▶ _DATA FOR THIS TASK_
....................

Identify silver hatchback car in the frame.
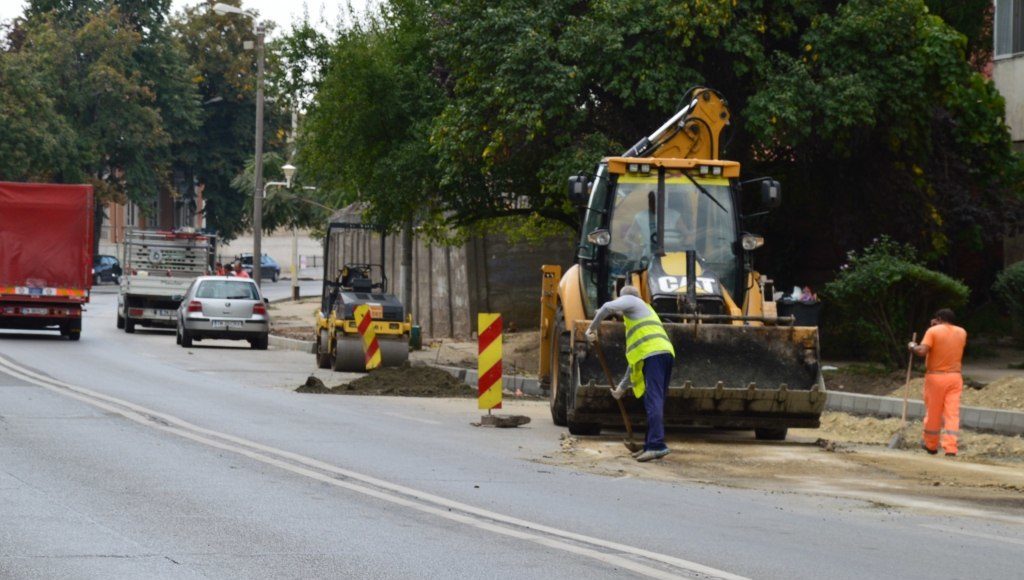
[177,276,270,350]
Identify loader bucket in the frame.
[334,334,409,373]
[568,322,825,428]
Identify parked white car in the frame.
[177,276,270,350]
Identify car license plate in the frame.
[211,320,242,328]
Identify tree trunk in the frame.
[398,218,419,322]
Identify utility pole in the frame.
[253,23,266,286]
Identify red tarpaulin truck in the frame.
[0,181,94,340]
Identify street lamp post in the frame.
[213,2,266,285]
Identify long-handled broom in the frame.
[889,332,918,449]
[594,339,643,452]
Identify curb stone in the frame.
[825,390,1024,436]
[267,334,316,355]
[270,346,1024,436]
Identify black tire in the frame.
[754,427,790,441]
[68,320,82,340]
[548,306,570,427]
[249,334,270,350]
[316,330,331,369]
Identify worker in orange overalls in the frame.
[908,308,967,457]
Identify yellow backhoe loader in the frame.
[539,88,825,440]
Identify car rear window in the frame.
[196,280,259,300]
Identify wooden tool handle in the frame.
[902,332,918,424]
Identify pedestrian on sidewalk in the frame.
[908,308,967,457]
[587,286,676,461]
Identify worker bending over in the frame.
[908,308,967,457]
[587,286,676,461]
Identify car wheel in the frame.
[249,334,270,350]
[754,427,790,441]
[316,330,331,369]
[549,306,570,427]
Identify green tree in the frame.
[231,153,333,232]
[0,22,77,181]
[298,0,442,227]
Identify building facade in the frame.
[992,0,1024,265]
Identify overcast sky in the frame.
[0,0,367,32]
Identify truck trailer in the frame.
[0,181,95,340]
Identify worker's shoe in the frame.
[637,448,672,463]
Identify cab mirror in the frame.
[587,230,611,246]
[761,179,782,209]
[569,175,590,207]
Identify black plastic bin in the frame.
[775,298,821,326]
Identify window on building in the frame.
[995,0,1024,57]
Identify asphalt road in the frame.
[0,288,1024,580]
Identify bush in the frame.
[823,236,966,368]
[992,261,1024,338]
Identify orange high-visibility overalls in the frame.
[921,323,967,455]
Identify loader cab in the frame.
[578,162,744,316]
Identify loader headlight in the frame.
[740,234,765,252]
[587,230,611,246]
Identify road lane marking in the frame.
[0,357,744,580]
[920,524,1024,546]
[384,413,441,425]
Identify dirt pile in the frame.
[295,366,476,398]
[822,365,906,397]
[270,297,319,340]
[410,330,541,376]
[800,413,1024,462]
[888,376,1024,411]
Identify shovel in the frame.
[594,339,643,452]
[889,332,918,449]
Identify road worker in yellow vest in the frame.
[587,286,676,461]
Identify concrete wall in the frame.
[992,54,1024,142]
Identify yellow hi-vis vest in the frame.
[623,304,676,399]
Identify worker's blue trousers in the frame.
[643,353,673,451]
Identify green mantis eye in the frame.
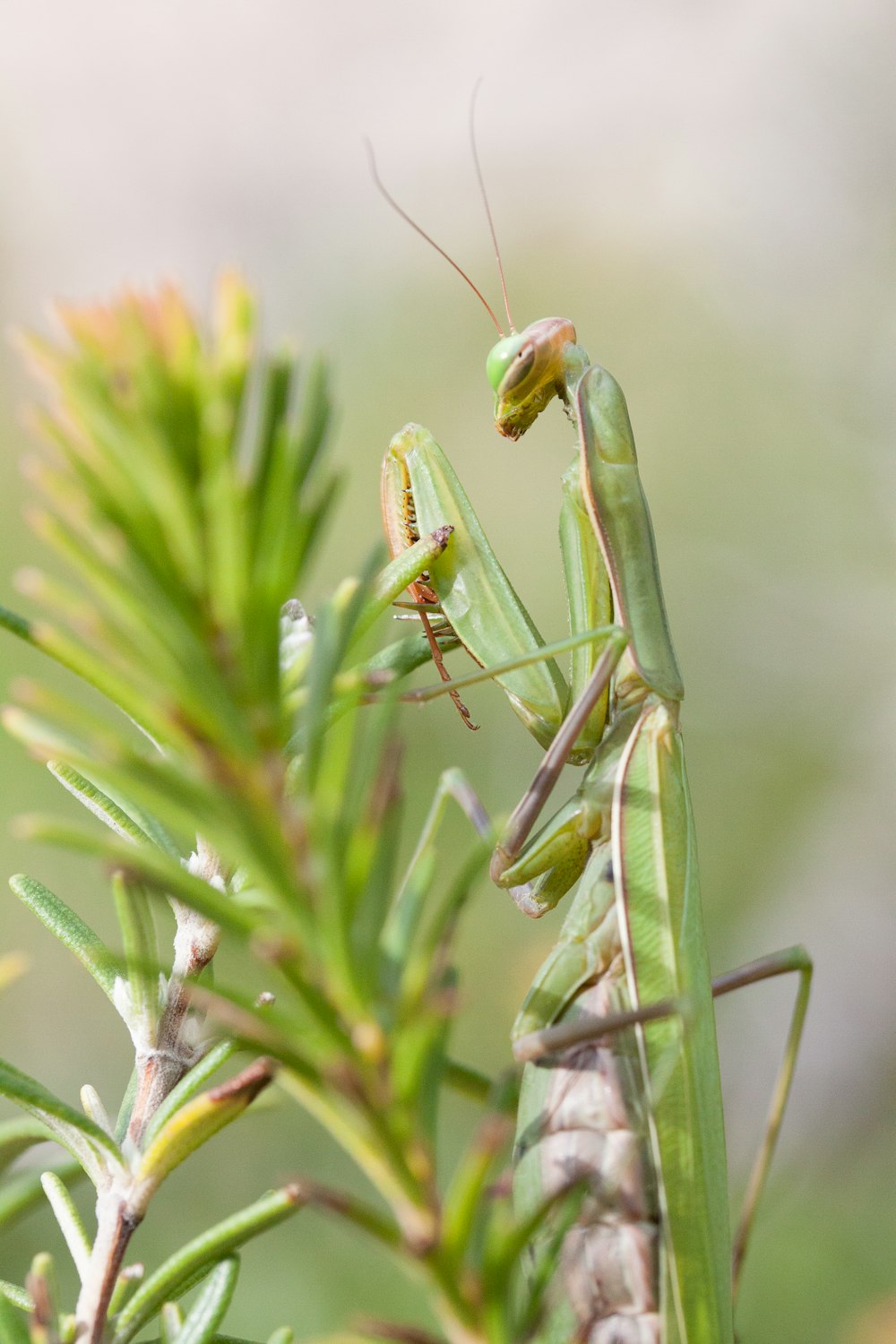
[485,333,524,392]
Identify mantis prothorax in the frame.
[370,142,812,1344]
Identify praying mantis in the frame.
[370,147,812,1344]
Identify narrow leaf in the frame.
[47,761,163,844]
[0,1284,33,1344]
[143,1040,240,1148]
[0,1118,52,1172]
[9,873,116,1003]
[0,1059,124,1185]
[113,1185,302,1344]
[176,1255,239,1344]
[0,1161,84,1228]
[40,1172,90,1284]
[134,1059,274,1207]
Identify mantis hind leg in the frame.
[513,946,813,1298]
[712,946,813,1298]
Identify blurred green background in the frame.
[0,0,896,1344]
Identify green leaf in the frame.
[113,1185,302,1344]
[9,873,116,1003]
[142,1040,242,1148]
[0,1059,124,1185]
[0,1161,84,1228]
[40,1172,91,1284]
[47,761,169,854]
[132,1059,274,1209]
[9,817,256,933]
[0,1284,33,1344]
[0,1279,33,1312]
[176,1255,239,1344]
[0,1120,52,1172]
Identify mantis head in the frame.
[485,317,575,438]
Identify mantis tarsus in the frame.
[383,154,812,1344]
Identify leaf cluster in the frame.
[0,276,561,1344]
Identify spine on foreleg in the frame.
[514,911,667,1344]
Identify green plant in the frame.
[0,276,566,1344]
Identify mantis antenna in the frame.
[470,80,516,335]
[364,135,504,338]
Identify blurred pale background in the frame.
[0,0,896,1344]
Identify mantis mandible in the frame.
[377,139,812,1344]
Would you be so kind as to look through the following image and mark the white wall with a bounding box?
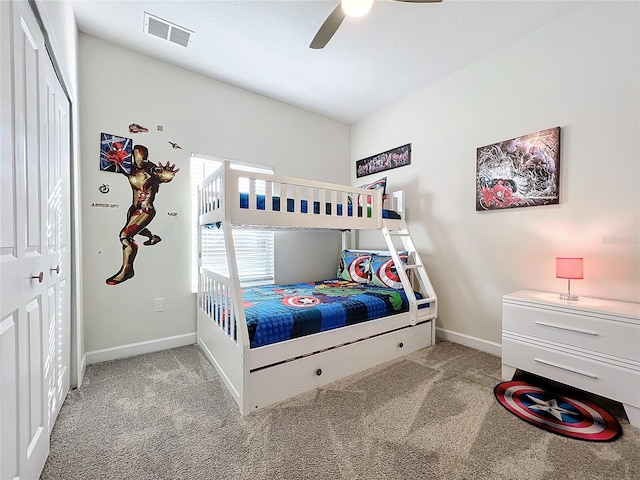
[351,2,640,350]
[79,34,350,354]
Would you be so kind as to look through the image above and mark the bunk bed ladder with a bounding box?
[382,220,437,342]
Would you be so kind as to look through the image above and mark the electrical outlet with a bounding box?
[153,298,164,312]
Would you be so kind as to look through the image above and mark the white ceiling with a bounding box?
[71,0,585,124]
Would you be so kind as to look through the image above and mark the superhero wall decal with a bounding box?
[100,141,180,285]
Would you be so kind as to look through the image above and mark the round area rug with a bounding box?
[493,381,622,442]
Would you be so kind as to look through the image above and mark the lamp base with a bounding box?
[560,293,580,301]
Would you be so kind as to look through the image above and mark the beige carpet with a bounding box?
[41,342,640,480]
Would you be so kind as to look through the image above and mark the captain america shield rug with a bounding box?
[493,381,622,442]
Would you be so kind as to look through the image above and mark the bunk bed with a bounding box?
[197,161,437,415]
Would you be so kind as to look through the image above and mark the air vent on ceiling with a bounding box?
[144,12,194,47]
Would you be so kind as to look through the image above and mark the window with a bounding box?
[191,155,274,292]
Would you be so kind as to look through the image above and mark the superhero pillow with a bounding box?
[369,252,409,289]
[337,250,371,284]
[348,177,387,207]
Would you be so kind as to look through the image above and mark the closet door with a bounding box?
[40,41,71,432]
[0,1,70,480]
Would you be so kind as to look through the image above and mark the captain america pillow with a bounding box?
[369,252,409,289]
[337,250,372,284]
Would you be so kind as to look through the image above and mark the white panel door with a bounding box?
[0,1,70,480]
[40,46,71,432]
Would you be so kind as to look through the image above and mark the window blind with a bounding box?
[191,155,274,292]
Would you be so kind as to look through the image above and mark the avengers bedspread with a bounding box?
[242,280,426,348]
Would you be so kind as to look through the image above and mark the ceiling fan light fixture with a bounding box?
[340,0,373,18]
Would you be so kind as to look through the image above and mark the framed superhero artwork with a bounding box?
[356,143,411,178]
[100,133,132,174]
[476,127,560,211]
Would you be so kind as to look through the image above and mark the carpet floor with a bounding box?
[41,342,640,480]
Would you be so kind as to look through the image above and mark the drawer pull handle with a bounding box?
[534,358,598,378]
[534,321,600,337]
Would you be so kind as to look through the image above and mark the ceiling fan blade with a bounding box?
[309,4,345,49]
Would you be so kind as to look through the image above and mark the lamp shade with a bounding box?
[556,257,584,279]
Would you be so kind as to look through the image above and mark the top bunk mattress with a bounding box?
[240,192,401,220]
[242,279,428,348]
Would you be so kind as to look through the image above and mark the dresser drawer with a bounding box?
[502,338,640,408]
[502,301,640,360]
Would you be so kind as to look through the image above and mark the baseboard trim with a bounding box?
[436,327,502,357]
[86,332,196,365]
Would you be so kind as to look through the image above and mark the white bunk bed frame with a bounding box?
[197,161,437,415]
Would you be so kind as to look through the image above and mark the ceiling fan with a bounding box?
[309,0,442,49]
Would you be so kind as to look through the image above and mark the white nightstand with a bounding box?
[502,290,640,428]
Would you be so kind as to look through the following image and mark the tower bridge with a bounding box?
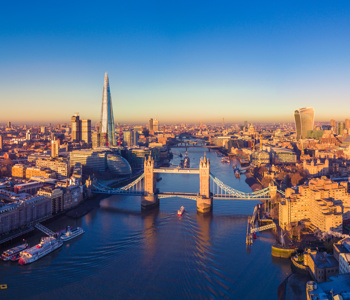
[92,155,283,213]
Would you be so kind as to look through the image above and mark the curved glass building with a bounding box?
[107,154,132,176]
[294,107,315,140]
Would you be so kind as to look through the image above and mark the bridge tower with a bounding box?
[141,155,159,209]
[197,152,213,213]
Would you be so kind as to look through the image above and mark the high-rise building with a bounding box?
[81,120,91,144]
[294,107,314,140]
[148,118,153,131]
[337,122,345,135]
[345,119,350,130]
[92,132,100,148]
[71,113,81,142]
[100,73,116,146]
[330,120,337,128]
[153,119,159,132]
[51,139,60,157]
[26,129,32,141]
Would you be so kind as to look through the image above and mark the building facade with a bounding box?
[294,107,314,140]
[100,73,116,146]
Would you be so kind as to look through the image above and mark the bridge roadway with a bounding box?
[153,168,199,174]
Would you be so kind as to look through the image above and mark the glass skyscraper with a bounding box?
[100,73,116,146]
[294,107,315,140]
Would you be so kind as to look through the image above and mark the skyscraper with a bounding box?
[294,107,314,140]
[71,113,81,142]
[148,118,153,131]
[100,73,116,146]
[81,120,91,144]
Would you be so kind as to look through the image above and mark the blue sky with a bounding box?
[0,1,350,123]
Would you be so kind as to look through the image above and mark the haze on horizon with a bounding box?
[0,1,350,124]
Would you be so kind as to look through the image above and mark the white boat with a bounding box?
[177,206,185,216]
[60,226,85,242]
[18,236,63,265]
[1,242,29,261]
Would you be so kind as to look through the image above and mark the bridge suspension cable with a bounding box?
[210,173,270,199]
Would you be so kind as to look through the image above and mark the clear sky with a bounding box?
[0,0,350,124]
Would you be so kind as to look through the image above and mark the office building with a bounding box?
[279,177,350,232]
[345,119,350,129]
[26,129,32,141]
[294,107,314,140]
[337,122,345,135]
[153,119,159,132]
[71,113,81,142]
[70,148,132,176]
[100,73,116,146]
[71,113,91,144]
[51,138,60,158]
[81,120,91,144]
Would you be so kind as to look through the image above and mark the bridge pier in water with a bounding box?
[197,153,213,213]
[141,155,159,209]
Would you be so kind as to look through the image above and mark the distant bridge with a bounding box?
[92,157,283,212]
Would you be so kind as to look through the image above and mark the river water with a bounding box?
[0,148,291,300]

....................

▶ _PROBLEM DESCRIPTION_
Copy exactly the lines above, from the one containing "roadway with a bounding box?" through the very last line.

▶ _WRITTEN RESPONSE_
Would you be so kind as to look through the image above and mark the bridge roadway with a bounding box?
[153,168,199,174]
Would you be so kind as to look through the image above and mark the glass skyscraper with a bounding box?
[100,73,116,146]
[294,107,315,140]
Would you be so kind as to look through the image above and mark the skyscraper with a bounding box?
[294,107,314,140]
[71,113,81,142]
[148,118,153,131]
[100,73,116,146]
[81,120,91,144]
Would you be so kind as to look through the image above and mark the blue sky with a bounding box?
[0,1,350,123]
Would you be so kind as to look through the image above and mark the haze on horizon with a bounding box?
[0,1,350,124]
Would you be so kind as to look through the image above and mark the white boat with a bounding box?
[177,206,185,216]
[60,226,85,242]
[18,236,63,265]
[1,242,29,261]
Would you be so kind as to look through the image above and mark the bridge suspension cable with a bounding box?
[210,173,270,199]
Would you be so kind as to look through the image above and mark the clear sky with a bounding box?
[0,0,350,124]
Would you be so kind as to look through the image above and mark the office building with a bounding box?
[279,177,350,232]
[345,119,350,129]
[26,129,32,141]
[294,107,314,140]
[337,122,345,135]
[153,119,159,132]
[71,113,81,142]
[70,148,132,176]
[100,73,116,146]
[71,113,91,144]
[51,138,60,158]
[81,120,91,144]
Would you be so kind as to look through the image above and mark the bridge pier in water with a bounding box?
[197,153,213,213]
[141,155,159,209]
Would you be so kind as to look through the image above and mark the distant bridge with a bounding box?
[92,157,283,212]
Would you be so kind as to look through the image above and mark the river water with a bounding box?
[0,148,291,300]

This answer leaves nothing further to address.